[Start of Data extract]
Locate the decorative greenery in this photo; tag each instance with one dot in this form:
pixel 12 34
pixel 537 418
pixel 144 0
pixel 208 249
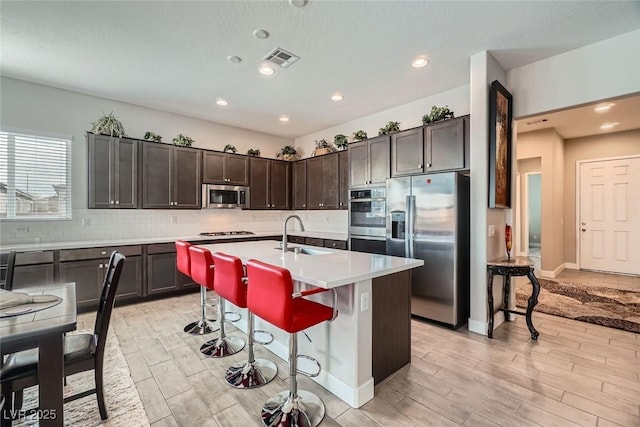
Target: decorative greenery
pixel 183 140
pixel 437 114
pixel 150 136
pixel 341 141
pixel 287 152
pixel 359 135
pixel 108 124
pixel 390 127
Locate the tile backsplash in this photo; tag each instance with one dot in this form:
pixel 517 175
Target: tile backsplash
pixel 107 224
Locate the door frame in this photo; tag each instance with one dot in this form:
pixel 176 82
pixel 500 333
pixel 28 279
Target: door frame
pixel 579 164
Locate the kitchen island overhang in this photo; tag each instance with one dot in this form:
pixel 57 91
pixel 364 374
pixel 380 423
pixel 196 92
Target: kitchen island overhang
pixel 364 283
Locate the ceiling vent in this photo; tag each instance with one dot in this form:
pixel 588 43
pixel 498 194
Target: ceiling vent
pixel 281 57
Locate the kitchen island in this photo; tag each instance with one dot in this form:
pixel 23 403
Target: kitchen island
pixel 370 338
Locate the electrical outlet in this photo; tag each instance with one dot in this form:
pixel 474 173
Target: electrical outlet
pixel 364 301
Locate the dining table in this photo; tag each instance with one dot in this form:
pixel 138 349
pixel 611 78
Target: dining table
pixel 43 326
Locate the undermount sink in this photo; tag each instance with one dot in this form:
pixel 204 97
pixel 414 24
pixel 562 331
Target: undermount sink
pixel 305 251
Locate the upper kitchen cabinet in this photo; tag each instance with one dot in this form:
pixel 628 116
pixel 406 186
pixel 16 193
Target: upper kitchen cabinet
pixel 299 178
pixel 113 172
pixel 171 177
pixel 343 180
pixel 369 162
pixel 407 152
pixel 224 168
pixel 270 183
pixel 323 182
pixel 446 145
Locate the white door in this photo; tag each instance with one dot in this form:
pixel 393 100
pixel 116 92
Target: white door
pixel 610 215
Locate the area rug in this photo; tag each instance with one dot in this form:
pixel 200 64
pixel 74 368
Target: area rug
pixel 124 406
pixel 600 305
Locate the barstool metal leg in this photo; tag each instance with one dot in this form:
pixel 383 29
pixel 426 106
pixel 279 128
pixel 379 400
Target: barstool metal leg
pixel 293 407
pixel 202 326
pixel 224 345
pixel 252 373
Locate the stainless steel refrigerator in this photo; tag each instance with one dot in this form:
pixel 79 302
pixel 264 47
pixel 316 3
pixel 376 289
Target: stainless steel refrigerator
pixel 428 219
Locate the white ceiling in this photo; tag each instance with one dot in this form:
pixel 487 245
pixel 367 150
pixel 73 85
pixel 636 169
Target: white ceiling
pixel 171 55
pixel 585 120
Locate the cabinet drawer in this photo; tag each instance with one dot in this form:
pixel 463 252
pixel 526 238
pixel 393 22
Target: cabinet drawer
pixel 313 241
pixel 161 248
pixel 335 244
pixel 98 253
pixel 35 257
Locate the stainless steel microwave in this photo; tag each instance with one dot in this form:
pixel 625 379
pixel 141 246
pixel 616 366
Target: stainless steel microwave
pixel 224 196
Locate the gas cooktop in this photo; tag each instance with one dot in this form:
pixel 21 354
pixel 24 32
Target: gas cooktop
pixel 226 233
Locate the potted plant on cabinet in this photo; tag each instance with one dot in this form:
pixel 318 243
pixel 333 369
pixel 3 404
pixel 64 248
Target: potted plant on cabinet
pixel 322 147
pixel 390 127
pixel 153 137
pixel 183 140
pixel 287 152
pixel 341 141
pixel 108 124
pixel 359 135
pixel 436 114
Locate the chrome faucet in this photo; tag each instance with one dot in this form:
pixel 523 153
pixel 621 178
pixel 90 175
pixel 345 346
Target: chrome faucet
pixel 284 231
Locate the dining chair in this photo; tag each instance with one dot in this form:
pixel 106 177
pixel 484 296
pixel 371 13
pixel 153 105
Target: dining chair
pixel 9 266
pixel 82 352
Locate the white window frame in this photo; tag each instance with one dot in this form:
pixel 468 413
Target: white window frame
pixel 11 200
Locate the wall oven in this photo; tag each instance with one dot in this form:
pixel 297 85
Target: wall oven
pixel 224 196
pixel 367 220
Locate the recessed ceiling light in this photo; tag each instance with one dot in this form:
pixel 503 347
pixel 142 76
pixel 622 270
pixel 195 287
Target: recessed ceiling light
pixel 603 108
pixel 266 70
pixel 260 34
pixel 607 126
pixel 420 62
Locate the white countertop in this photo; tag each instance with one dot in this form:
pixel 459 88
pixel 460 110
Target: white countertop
pixel 330 270
pixel 150 240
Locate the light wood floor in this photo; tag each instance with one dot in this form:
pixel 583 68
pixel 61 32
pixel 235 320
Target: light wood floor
pixel 576 374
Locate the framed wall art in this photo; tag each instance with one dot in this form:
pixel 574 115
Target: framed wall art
pixel 500 115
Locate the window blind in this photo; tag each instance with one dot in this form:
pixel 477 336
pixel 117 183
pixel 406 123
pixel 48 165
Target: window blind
pixel 35 176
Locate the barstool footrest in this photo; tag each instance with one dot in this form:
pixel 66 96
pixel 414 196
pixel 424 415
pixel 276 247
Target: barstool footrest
pixel 305 373
pixel 284 409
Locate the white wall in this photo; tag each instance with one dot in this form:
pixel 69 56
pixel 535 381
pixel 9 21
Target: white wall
pixel 602 70
pixel 37 108
pixel 409 115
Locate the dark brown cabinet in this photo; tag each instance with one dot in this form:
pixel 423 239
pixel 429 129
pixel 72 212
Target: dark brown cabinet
pixel 369 162
pixel 407 152
pixel 323 182
pixel 87 267
pixel 171 177
pixel 343 180
pixel 33 268
pixel 224 168
pixel 445 145
pixel 299 184
pixel 113 172
pixel 270 182
pixel 162 274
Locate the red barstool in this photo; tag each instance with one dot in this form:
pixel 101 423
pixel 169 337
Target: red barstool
pixel 202 271
pixel 230 284
pixel 271 297
pixel 183 263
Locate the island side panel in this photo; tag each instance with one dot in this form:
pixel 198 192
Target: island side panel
pixel 391 312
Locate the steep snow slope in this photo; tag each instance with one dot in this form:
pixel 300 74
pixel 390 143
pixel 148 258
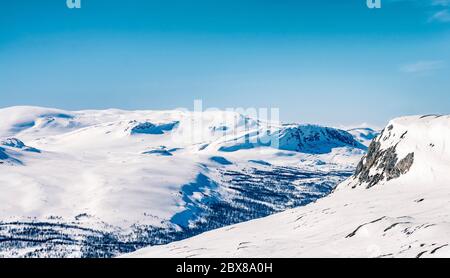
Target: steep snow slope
pixel 396 205
pixel 100 183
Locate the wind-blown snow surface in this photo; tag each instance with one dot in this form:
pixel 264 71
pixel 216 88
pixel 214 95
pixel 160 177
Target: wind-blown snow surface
pixel 101 183
pixel 396 205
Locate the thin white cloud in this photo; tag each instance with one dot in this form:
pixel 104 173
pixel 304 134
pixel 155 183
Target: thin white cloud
pixel 444 3
pixel 422 66
pixel 441 16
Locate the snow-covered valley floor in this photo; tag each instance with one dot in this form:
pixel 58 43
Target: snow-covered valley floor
pixel 103 183
pixel 397 204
[End of Data extract]
▶ [Required work] Write out all of the material above again, swapping every "photo" for "image" and changing nothing else. Leave the pictures out.

▶ [Problem solution]
Locate the decorative greenery in this image; tag each instance with one dot in this form:
pixel 12 34
pixel 537 418
pixel 144 0
pixel 208 249
Target: decorative greenery
pixel 183 140
pixel 437 114
pixel 150 136
pixel 341 141
pixel 287 152
pixel 359 135
pixel 108 124
pixel 390 127
Locate the tile backsplash in this image; tag each instance with one dot in this form:
pixel 517 175
Target: tile backsplash
pixel 107 224
Locate the door frame in this image; tag each instance with one dot in this form:
pixel 176 82
pixel 500 333
pixel 28 279
Target: door frame
pixel 579 164
Locate the kitchen island overhang in this image; tag each instance with one dot in this form:
pixel 57 91
pixel 364 374
pixel 380 423
pixel 196 92
Target: kitchen island overhang
pixel 364 283
Locate the ceiling vent in this image; tag each instance with one dot in this form:
pixel 588 43
pixel 498 194
Target: ceiling vent
pixel 281 57
Locate the kitchen island in this image; tag each instance with one dot in this form:
pixel 23 403
Target: kitchen island
pixel 370 338
Locate the electrical outlet in this image; tag each instance with one dot in this form:
pixel 474 173
Target: electrical outlet
pixel 364 301
Locate the dining table in this image; tag each instance with one dot in this form:
pixel 138 349
pixel 611 78
Target: dining table
pixel 43 326
Locate the undermount sink in this image; tag each instance with one dot in this form:
pixel 204 97
pixel 414 24
pixel 562 331
Target: undermount sink
pixel 305 251
Locate the upper kitchen cabinet in this image; tag each instance with one dot in this form:
pixel 628 116
pixel 406 186
pixel 16 193
Target: upper kitchen cabinet
pixel 299 178
pixel 113 172
pixel 171 177
pixel 343 180
pixel 369 162
pixel 407 152
pixel 224 168
pixel 270 183
pixel 323 182
pixel 446 145
Locate the white door in this image; tag each instance with one dot in this form:
pixel 393 100
pixel 116 92
Target: white door
pixel 610 215
Locate the area rug in this image; tag each instance with one dot in this form:
pixel 200 64
pixel 74 368
Target: area rug
pixel 124 406
pixel 600 305
Locate the barstool metal leg in this image; tag each instance with one dot in this form:
pixel 383 29
pixel 426 106
pixel 279 128
pixel 379 400
Target: barstool metal leg
pixel 293 407
pixel 202 326
pixel 224 345
pixel 252 373
Locate the stainless steel refrigerator in this image; tag each instance with one dot in this form:
pixel 79 302
pixel 264 47
pixel 316 3
pixel 376 289
Target: stainless steel refrigerator
pixel 428 219
Locate the white ceiling in this image; tag each instance with one dot in this form:
pixel 487 245
pixel 367 150
pixel 73 85
pixel 636 169
Target: white ceiling
pixel 171 55
pixel 585 120
Locate the cabinet drawer in this image; tag each instance with one dot in this form:
pixel 463 252
pixel 526 238
pixel 393 22
Target: cabinet drawer
pixel 313 241
pixel 161 248
pixel 335 244
pixel 98 253
pixel 35 257
Locate the stainless steel microwave in this image; tag each instance with one dot in this form:
pixel 625 379
pixel 141 246
pixel 616 366
Target: stainless steel microwave
pixel 224 196
Locate the gas cooktop in this image; tag each instance with one dot in this form:
pixel 21 354
pixel 24 32
Target: gas cooktop
pixel 226 233
Locate the potted plant on cabinet in this image; tag each instance with one dot in this form:
pixel 318 243
pixel 333 369
pixel 3 404
pixel 64 248
Target: potted plant on cabinet
pixel 322 147
pixel 390 127
pixel 153 137
pixel 183 140
pixel 287 152
pixel 341 141
pixel 108 124
pixel 359 135
pixel 436 114
Locate the chrome faucet in this image; tag each instance with one dot in this form:
pixel 523 153
pixel 621 178
pixel 90 175
pixel 345 346
Target: chrome faucet
pixel 284 231
Locate the dining chair in this image; tag each instance with one dot in this form:
pixel 106 177
pixel 484 296
pixel 371 13
pixel 153 105
Target: dining chair
pixel 9 266
pixel 82 352
Locate the white window frame in this image; tag each instance with one dot in this form:
pixel 468 413
Target: white window frame
pixel 11 200
Locate the wall oven in this image; tag each instance with one dot in this form:
pixel 297 85
Target: wall oven
pixel 224 196
pixel 367 220
Locate the recessed ceiling light in this image; tag each instance with one dot in this form:
pixel 503 347
pixel 142 76
pixel 622 270
pixel 195 287
Target: recessed ceiling light
pixel 603 108
pixel 266 70
pixel 260 34
pixel 607 126
pixel 420 62
Locate the white countertop in this image; tag each instance with one dot in this form:
pixel 459 88
pixel 460 110
Target: white countertop
pixel 330 270
pixel 150 240
Locate the light wood floor in this image; tag each instance with one dot in this form:
pixel 583 68
pixel 61 32
pixel 235 320
Target: light wood floor
pixel 576 374
Locate the framed wall art in this image; tag each instance with one dot in this form:
pixel 574 115
Target: framed wall art
pixel 500 115
Locate the window blind in this image; tag each instance with one dot in this form:
pixel 477 336
pixel 117 183
pixel 406 123
pixel 48 165
Target: window blind
pixel 35 176
Locate the barstool footrest in this image; tag each instance with one dot in this form:
pixel 66 96
pixel 414 196
pixel 424 415
pixel 276 247
Target: barstool footrest
pixel 305 373
pixel 284 409
Locate the white wall in this image; tag each instance with one dot in this form:
pixel 69 56
pixel 535 381
pixel 9 21
Target: white wall
pixel 602 70
pixel 37 108
pixel 409 115
Locate the dark brown cabinet in this image; tag each instance with one dot in this form:
pixel 423 239
pixel 429 129
pixel 72 212
Target: dark brown cabinet
pixel 369 162
pixel 407 152
pixel 323 182
pixel 87 267
pixel 171 177
pixel 343 180
pixel 33 268
pixel 224 168
pixel 445 145
pixel 299 184
pixel 113 172
pixel 270 182
pixel 162 274
Locate the red barstool in this image; tag each instance with one dot in this form:
pixel 101 423
pixel 169 337
Target: red barstool
pixel 202 271
pixel 230 284
pixel 271 297
pixel 183 263
Locate the island side panel in this image; tag each instance with one dot in this form:
pixel 198 192
Target: island side panel
pixel 391 312
Locate the steep snow slope in this image; tag each instance with one dot in this form:
pixel 300 74
pixel 390 143
pixel 148 258
Target: steep snow slope
pixel 396 205
pixel 100 183
Locate the wind-blown snow surface in this image; tag each instance with one dot in this form:
pixel 264 71
pixel 216 88
pixel 214 95
pixel 160 177
Target: wind-blown snow surface
pixel 101 183
pixel 396 205
Locate the thin white cloud in this image; tag each instance with one dot in this form:
pixel 104 173
pixel 304 134
pixel 155 183
Target: thin white cloud
pixel 444 3
pixel 422 66
pixel 441 16
Locate the snow-covered valley floor in this image; tag each instance with one dot in this form:
pixel 58 43
Target: snow-covered valley floor
pixel 103 183
pixel 397 204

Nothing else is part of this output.